[TAREFA 1]
No texto sobre a atuação de Augusto Aras na PGR, quais partidos apresentaram a notícia-crime que pedia a apreensão do celular de Bolsonaro?
[TAREFA 2]
Como fica em inglês esta frase do texto sobre a atuação de Augusto Aras na PGR: "Para o procurador, a divulgação de todo o conteúdo poderia gerar, naquela época, elementos para um palanque eleitoral."?
[TAREFA 3]
Escreva a continuação do texto sobre a atuação de Augusto Aras na PGR, a partir da última frase apresentada.

[TRECHO FORNECIDO]
++++

Interferência na Polícia Federal

O procurador também foi contra a divulgação da íntegra do vídeo da fatídica reunião ministerial do dia 22 de abril de 2021. Solicitada uma manifestação do PGR pelo Celso de Mello, do STF, Aras defendeu apenas a degravação somente dos trechos relacionados à possível interferência do de Bolsonaro na PF.

Para o procurador, a divulgação de todo o conteúdo poderia gerar, naquela época, elementos para um palanque eleitoral.

Segundo as acusações feitas pelo ex-ministro da Justiça e Segurança Pública, Sergio Moro (Podemos), a partir do segundo semestre de 2019, o presidente Bolsonaro passou a insistir na troca do comando da PF.

Inicialmente, o superintendente do Rio de Janeiro, Ricardo Saadi foi substituído pelo então superintendente da Polícia Federal em Pernambuco, Carlos Henrique Oliveira Sousa.

Saadi estava em cima das investigações sobre o “caso Queiroz”. “Sinceramente não havia nenhum motivo para essa mudança”, afirmou Moro no pronunciamento.

Segundo o magistrado, “haveria intenção de trocar superintendentes, novamente o do Rio, outros provavelmente viriam em seguida como o de Pernambuco, sem que fosse me apresentado uma razão para realizar esses tipos de substituições que fossem aceitáveis”.

Diante da insistência em trocar o diretor-geral da PF, Moro conversou com Bolsonaro um dia antes de anunciar a sua demissão: “Falei que seria uma interferência política. Ele disse que seria mesmo.”

Apreensão do celular de Bolsonaro

Em maio de 2020, o procurador se manifestou contra a apreensão do celular do presidente Bolsonaro no STF.

A solicitação havia sido feita por meio de uma notícia-crime apresentadas pelos partidos políticos PDT, PSB e PV, no âmbito da investigação que apurava a suposta interferência na PF.

Naquela época, Aras afirmou que cabe à PGR instaurar diligências contra o presidente perante o STF, não às legendas partidárias.

“Quanto às diligências requeridas pelos noticiantes, como sabido, a legislação processual não contempla a legitimação de terceiros para a postulação de medidas apuratórias sujeitas a reserva de jurisdição, relativas a supostos crimes de ação penal pública”, afirma a manifestação.

“Cabe ao procurador-geral da República o pedido de abertura de inquérito, bem como a indicação das diligências investigativas, sem prejuízo do acompanhamento de todo o seu trâmite por todos os cidadãos.”

O outro lado

Em 26 de janeiro deste ano, Augusto Aras criticou as conclusões do relatório “Retrospectiva 2021”, da ONG Transparência Internacional, que apontou para um “alinhamento sistemático” da PGR com o governo Bolsonaro, divulgado um dia antes.

++++

[DADOS APRESENTADOS]
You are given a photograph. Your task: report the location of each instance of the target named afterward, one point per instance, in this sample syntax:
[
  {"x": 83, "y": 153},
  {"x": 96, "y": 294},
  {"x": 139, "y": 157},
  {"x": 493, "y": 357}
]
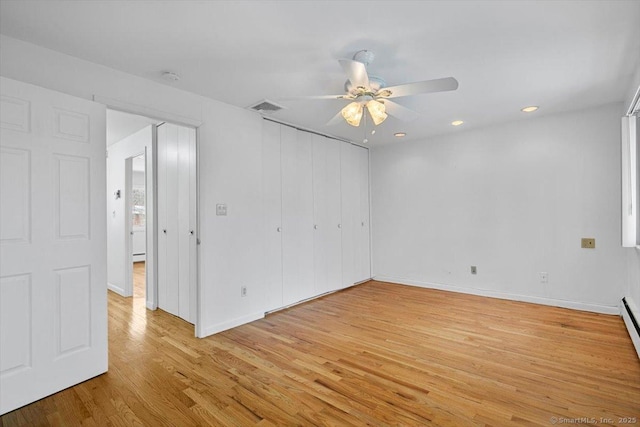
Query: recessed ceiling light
[{"x": 172, "y": 77}]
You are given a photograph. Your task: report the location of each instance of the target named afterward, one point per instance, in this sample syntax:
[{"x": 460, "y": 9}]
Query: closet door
[
  {"x": 168, "y": 289},
  {"x": 363, "y": 252},
  {"x": 272, "y": 190},
  {"x": 350, "y": 207},
  {"x": 327, "y": 215},
  {"x": 177, "y": 220},
  {"x": 186, "y": 221},
  {"x": 297, "y": 215},
  {"x": 53, "y": 299}
]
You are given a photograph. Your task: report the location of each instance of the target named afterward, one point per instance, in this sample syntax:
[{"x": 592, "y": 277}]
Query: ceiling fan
[{"x": 369, "y": 93}]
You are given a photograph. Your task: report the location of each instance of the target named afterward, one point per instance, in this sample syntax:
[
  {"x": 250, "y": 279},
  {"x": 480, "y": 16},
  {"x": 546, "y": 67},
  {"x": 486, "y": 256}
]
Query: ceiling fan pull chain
[{"x": 364, "y": 126}]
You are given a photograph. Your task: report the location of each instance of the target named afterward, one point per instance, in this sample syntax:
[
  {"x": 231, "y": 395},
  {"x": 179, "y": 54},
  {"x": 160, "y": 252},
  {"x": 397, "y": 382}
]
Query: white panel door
[
  {"x": 363, "y": 263},
  {"x": 350, "y": 208},
  {"x": 297, "y": 216},
  {"x": 327, "y": 214},
  {"x": 53, "y": 311},
  {"x": 177, "y": 220},
  {"x": 186, "y": 222},
  {"x": 272, "y": 191}
]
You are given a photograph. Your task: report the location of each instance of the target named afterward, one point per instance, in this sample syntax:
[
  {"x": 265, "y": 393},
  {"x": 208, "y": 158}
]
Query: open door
[{"x": 53, "y": 308}]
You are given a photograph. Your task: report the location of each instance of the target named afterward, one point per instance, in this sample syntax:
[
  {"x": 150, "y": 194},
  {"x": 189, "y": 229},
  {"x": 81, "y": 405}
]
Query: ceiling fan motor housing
[{"x": 375, "y": 84}]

++++

[RESPOSTA 1]
PDT, PSB e PV.

[RESPOSTA 2]
In the prosecutor's view, releasing the entire content could, at that time, have provided material for an election platform.

[RESPOSTA 3]
Segundo o documento, há um “alinhamento sistemático da PGR com o governo Bolsonaro, com retração sem precedentes na função de controle constitucional dos atos do governo e desmobilização do enfrentamento à macro corrupção”.

“O alinhamento injustificado da PGR com o governo de Bolsonaro, e a consequente neutralização de um eixo legal para a responsabilização do presidente, aumenta a pressão sobre o sistema brasileiro de freios e contrapesos, já prejudicado, em seu eixo político, pela associação da Presidência com a liderança da Câmara dos Deputados e o esquema de ‘orçamento secreto’”, diz o relatório.

Em nota à imprensa, o procurador negou o alinhamento e afirmou que o documento “repete informações e ilações apresentadas pela ONG na edição passada do relatório”.

Aras ainda disse que “respeita a Constituição, as leis, o devido processo legal e não pratica a exploração midiática de casos em apuração”.

“O procurador-geral repudia essa nova tentativa irresponsável da ONG de atribuir a ele um resultado que apresenta alto grau de subjetividade, visto que trata de percepção, e reitera o compromisso de respeito às leis e ao devido processo legal no exercício do mandato que é de natureza jurídica, e não de viés político”, afirmou.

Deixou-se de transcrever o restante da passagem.